__Exercise details__. Can you write out the records again with "integer pixel values" swapped for "whole-number pixel coordinates" everywhere and nothing else changed?

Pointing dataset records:
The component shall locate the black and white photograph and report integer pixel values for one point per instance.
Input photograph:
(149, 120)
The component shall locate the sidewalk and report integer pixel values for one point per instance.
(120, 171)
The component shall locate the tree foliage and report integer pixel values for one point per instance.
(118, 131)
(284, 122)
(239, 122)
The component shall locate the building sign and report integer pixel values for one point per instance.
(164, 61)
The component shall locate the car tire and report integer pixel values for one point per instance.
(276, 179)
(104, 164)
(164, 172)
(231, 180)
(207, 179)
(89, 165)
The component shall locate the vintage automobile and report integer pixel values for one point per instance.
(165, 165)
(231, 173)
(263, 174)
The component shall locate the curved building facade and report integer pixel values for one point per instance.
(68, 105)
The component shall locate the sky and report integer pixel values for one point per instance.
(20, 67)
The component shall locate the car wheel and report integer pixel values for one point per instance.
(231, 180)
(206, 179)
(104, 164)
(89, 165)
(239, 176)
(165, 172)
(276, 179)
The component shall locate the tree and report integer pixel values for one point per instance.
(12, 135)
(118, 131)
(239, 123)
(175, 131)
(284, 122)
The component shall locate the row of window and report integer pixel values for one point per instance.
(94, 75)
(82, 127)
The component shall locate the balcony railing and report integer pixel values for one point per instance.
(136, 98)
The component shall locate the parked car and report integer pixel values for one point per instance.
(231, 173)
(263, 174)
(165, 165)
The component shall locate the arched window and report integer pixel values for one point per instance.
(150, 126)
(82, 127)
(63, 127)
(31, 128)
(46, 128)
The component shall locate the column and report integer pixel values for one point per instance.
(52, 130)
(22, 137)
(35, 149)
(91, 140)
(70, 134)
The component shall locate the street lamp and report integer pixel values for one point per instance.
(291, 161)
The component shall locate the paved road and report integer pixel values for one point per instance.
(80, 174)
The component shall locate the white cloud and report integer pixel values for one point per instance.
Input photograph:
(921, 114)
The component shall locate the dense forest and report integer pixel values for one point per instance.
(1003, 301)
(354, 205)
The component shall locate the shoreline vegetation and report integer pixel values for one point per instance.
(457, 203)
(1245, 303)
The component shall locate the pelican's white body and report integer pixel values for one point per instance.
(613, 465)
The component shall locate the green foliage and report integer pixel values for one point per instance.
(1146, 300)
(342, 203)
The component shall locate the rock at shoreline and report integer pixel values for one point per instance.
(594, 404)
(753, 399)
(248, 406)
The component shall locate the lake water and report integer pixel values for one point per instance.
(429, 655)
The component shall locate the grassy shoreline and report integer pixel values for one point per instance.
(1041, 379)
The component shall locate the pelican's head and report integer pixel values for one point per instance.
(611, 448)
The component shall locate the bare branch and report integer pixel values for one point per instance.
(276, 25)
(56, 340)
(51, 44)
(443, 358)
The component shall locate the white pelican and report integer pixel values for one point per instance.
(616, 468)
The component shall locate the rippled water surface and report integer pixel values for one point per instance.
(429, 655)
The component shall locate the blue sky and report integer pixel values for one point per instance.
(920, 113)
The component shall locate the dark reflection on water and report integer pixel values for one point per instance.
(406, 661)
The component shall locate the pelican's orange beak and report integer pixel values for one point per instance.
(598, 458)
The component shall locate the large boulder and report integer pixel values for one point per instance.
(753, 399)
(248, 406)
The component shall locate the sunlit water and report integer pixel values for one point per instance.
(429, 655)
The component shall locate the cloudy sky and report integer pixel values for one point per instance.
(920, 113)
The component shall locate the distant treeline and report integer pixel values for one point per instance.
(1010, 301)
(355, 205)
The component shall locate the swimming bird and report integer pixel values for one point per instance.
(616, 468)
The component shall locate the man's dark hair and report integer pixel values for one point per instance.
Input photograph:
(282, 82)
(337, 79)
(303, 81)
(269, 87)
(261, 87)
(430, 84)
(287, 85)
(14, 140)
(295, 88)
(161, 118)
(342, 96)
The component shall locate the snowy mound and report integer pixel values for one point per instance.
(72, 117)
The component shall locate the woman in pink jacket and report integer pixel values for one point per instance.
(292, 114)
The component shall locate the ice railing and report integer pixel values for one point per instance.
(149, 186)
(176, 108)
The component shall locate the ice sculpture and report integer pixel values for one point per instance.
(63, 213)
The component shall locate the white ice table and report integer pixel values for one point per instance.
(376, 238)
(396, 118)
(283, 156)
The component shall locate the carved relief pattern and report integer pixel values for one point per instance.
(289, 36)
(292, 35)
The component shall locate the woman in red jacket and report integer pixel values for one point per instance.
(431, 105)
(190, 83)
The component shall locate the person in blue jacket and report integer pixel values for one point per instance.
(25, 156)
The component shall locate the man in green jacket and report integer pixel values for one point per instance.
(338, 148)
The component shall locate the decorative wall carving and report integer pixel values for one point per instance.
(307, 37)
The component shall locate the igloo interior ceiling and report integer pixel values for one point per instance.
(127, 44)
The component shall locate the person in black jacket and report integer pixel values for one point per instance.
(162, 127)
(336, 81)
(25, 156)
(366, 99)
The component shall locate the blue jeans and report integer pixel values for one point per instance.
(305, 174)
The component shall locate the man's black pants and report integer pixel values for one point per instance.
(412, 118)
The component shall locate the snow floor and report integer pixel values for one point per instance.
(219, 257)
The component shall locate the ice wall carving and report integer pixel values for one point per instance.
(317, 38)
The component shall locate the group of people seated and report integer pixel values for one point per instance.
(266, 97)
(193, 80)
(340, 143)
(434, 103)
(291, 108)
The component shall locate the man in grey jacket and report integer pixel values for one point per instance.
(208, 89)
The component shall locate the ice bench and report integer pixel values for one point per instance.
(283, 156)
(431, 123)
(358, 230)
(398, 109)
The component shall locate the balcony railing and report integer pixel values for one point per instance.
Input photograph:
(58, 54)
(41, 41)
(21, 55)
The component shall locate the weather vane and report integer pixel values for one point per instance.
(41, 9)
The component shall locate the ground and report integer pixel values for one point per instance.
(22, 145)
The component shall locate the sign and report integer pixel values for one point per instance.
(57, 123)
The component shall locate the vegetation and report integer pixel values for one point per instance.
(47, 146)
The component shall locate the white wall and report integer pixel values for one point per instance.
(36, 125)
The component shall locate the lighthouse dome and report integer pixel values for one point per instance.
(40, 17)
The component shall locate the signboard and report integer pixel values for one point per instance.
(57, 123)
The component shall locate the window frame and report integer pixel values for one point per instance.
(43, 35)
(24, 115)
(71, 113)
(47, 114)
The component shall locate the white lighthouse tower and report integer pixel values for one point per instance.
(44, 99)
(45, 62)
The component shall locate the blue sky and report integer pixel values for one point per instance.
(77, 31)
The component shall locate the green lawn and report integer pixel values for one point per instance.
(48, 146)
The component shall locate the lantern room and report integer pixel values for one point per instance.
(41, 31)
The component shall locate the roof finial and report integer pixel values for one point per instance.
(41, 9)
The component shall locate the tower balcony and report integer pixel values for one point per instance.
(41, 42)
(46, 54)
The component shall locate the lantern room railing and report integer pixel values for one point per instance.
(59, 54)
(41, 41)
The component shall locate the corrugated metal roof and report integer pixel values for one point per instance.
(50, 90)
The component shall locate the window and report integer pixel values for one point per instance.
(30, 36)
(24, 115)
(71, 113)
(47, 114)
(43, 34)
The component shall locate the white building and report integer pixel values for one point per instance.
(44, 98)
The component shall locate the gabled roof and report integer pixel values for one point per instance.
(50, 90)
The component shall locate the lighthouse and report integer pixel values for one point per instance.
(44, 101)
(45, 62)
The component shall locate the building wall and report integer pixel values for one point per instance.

__Exercise output__.
The component shall locate the black and white photograph and report whole-number pixel coordinates for one point per instance.
Input photograph:
(149, 120)
The component shall locate the sidewalk and report whole-number pixel coordinates for one point per instance.
(120, 171)
The component shall locate the tree foliage and report whole-number pixel coordinates for one point per instance.
(118, 131)
(284, 122)
(239, 122)
The component shall locate the building sign and report whole-number pixel coordinates for one point per instance.
(164, 61)
The component shall locate the car tire and report whole-number pixel coordinates for one point per instance.
(276, 179)
(104, 164)
(164, 172)
(231, 180)
(207, 179)
(89, 165)
The component shall locate the vintage automobile and report whole-number pixel coordinates for one point per instance.
(165, 165)
(231, 173)
(263, 174)
The component shall locate the curved building facade and report whole-number pixel coordinates for one point per instance.
(68, 105)
The component shall locate the sky and report whole-number pixel coordinates for one point per instance.
(20, 67)
The component shall locate the car wheel and report whole-number pixel coordinates for one point per instance.
(231, 180)
(206, 179)
(104, 164)
(89, 165)
(239, 176)
(165, 172)
(276, 179)
The component shall locate the tree and report whole-number pixel coordinates for one point per instance.
(12, 135)
(118, 131)
(239, 123)
(175, 131)
(284, 122)
The component shall locate the row of window and report whole-number pixel coordinates for one point per instance.
(94, 75)
(82, 127)
The component shall locate the balcony railing and report whole-number pixel coordinates for one point per instance.
(136, 98)
The component shall locate the parked car and report whole-number pixel coordinates for one point per instance.
(231, 173)
(263, 174)
(165, 165)
The component shall locate the arched window and report whole-number pixel coordinates for one point per instance.
(150, 126)
(82, 127)
(63, 127)
(31, 128)
(46, 128)
The component shall locate the column and report whole-number pixel coordinates for one point per instance.
(52, 130)
(22, 137)
(35, 149)
(91, 140)
(70, 134)
The component shall locate the street lamp and report whole-number pixel coordinates for one point per instance.
(291, 161)
The component shall locate the paved road and report whole-number pixel coordinates for one point per instance.
(80, 174)
The component shall locate the white cloud and report whole-number pixel coordinates for one point per instance.
Input photograph:
(921, 114)
The component shall locate the dense forest and report whole-number pixel coordinates for one point per instance.
(1003, 301)
(354, 205)
The component shall locate the shoreline vegetation and report whole-number pixel coordinates for one point per instance.
(457, 203)
(1245, 303)
The component shall locate the pelican's white body and report whole-number pixel coordinates for one point per instance.
(613, 465)
The component shall locate the green foliage and report whole-number pixel coordinates for one point per instance.
(1146, 300)
(342, 203)
The component shall locate the rock at shoreline and report whole-number pixel coordinates for one point per instance.
(594, 404)
(753, 399)
(248, 406)
The component shall locate the lake water and report whole-number pixel coordinates for one point per instance.
(429, 655)
The component shall locate the grassy shoreline and report whole-number pixel coordinates for one point per instance.
(1041, 379)
The component shall locate the pelican's head and report whole-number pixel coordinates for one point per instance.
(611, 448)
The component shall locate the bare branch and report whole-number pixel coordinates for one point per instance.
(276, 25)
(56, 340)
(51, 44)
(443, 358)
The component shall locate the white pelican and report whole-number pixel coordinates for one point per instance.
(616, 468)
The component shall locate the rippled water surface and report whole-number pixel coordinates for one point per instance.
(429, 655)
The component shall locate the blue sky and report whole-number pixel coordinates for one point per instance.
(920, 113)
The component shall locate the dark reflection on water and report whole-number pixel coordinates for one point per instance.
(406, 661)
The component shall locate the pelican's orange beak and report whole-number pixel coordinates for one point per instance.
(598, 458)
The component shall locate the large boulder and report whole-number pixel coordinates for one point per instance.
(753, 399)
(248, 406)
The component shall locate the sunlit water and report whole-number pixel coordinates for one point per instance.
(429, 655)
The component shall locate the cloudy sky and report whole-number pixel coordinates for one point per instance.
(920, 113)
The component shall locate the distant treeline and report whole-number pixel coordinates for one point per instance.
(1010, 301)
(355, 205)
The component shall locate the swimming bird and report whole-number pixel coordinates for one point per instance.
(616, 468)
The component shall locate the man's dark hair and report whole-number pixel coordinates for one point per instance.
Input photograph:
(282, 82)
(337, 79)
(303, 81)
(269, 87)
(261, 87)
(430, 84)
(287, 85)
(14, 140)
(295, 88)
(161, 118)
(342, 96)
The component shall locate the snowy mound and report whole-number pixel coordinates for one point per instance.
(72, 117)
The component shall locate the woman in pink jacket and report whole-number pixel coordinates for one point per instance.
(292, 114)
The component shall locate the ice railing and report whole-number pixel coordinates for one point per instance.
(149, 186)
(176, 108)
The component shall locate the ice sculpture and report whole-number pixel coordinates for one point per instance.
(63, 213)
The component shall locate the white ice table and report whole-number pixel coordinates for one point per instance.
(376, 238)
(396, 118)
(283, 156)
The component shall locate the carved relief pattern and report whole-number pixel coordinates for one point per instance.
(289, 36)
(292, 35)
The component shall locate the woman in red jacket and report whole-number pixel coordinates for one point per instance.
(431, 105)
(190, 83)
The component shall locate the person in blue jacket and report whole-number pixel coordinates for one point per instance.
(25, 156)
The component shall locate the man in green jacket and report whole-number pixel coordinates for one point per instance.
(338, 148)
The component shall locate the decorative wall carving and report whole-number pixel coordinates for one point per instance.
(307, 37)
The component shall locate the igloo interior ceiling and report whole-number pixel coordinates for one point per instance.
(127, 44)
The component shall locate the person in black jacket and report whole-number pixel coordinates for one point per instance.
(162, 127)
(336, 81)
(25, 156)
(366, 99)
The component shall locate the blue jeans and report whole-number pixel coordinates for one point per instance.
(305, 174)
The component shall locate the man's black pants and report whole-number pixel coordinates for one point per instance.
(412, 118)
The component shall locate the snow floor and report whole-number pixel coordinates for one point per instance.
(219, 257)
The component shall locate the ice wall carving and report whole-number pixel coordinates for one point per instance.
(317, 38)
The component shall locate the group of people seated and report whole-number pixel coordinates for one point per instance.
(266, 97)
(193, 80)
(340, 143)
(434, 103)
(291, 108)
The component shall locate the man in grey jacket and report whole-number pixel coordinates for one point per instance.
(208, 89)
The component shall locate the ice bench and report whole-number pixel coordinates for one point per instance.
(283, 156)
(431, 123)
(358, 230)
(398, 109)
The component shall locate the balcony railing and report whole-number pixel coordinates for one point per instance.
Input photograph:
(58, 54)
(41, 41)
(21, 55)
The component shall locate the weather vane and report whole-number pixel coordinates for one point per instance.
(41, 9)
The component shall locate the ground and report whole-number pixel coordinates for one point per instance.
(22, 145)
The component shall locate the sign and report whole-number pixel coordinates for one point per instance.
(57, 123)
The component shall locate the vegetation and report whole-number pixel coordinates for one point per instance.
(47, 146)
The component shall locate the white wall and report whole-number pixel coordinates for one point per instance.
(36, 125)
The component shall locate the lighthouse dome and report whole-number pixel coordinates for one point per instance.
(40, 17)
The component shall locate the signboard and report whole-number pixel coordinates for one point per instance.
(57, 123)
The component shall locate the window frame and report whole-number pixel coordinates for one point per instance.
(43, 35)
(24, 115)
(71, 113)
(47, 114)
The component shall locate the white lighthouse tower and report whole-number pixel coordinates for one point per instance.
(44, 99)
(45, 62)
The component shall locate the blue sky and report whole-number pixel coordinates for one point per instance.
(77, 31)
The component shall locate the green lawn and report whole-number pixel coordinates for one point per instance.
(48, 146)
The component shall locate the lantern room and report whole-number pixel coordinates for one point per instance.
(41, 31)
The component shall locate the roof finial and report whole-number pixel coordinates for one point per instance.
(41, 9)
The component shall locate the tower balcony and report whole-number pixel coordinates for one point per instance.
(41, 42)
(46, 54)
The component shall locate the lantern room railing and report whole-number pixel coordinates for one point per instance.
(59, 54)
(41, 41)
The component shall locate the corrugated metal roof and report whole-number pixel coordinates for one point per instance.
(50, 90)
The component shall locate the window and report whole-number pixel coordinates for one point per instance.
(30, 36)
(24, 115)
(71, 113)
(47, 114)
(43, 34)
The component shall locate the white building and report whole-number pixel coordinates for one point per instance.
(44, 98)
The component shall locate the gabled roof and report whole-number pixel coordinates for one point per instance.
(50, 90)
The component shall locate the lighthouse and report whole-number pixel coordinates for one point per instance.
(44, 101)
(45, 62)
The component shall locate the building wall and report whole-number pixel coordinates for one point per instance.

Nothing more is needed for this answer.